> _Provided records_:
□ □ □ □ □ □ □

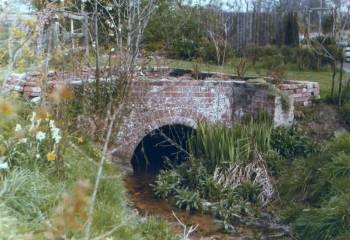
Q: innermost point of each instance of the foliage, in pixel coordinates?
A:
(331, 221)
(319, 187)
(188, 200)
(166, 184)
(217, 145)
(35, 202)
(291, 143)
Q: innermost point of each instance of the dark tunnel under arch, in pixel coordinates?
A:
(162, 148)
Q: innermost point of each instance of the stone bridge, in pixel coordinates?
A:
(158, 99)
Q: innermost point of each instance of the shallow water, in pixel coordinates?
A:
(142, 197)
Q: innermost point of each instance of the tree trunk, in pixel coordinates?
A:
(334, 69)
(340, 82)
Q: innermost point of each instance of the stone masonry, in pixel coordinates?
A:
(161, 99)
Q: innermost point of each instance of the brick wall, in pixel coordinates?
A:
(158, 102)
(158, 99)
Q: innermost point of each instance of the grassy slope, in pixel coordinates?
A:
(31, 191)
(323, 76)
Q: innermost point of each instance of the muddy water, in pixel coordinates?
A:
(142, 197)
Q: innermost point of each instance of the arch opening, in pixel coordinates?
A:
(162, 148)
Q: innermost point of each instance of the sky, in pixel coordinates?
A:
(16, 5)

□ □ □ □ □ □ □

> _What you should do_:
All lines of the listing that contain the word "stone" should be copied out.

> _Task solution_:
Q: innermost point of each instance of the stone bridge, in pixel coordinates?
Q: innermost point of each instance of the stone masonry, in pixel coordinates?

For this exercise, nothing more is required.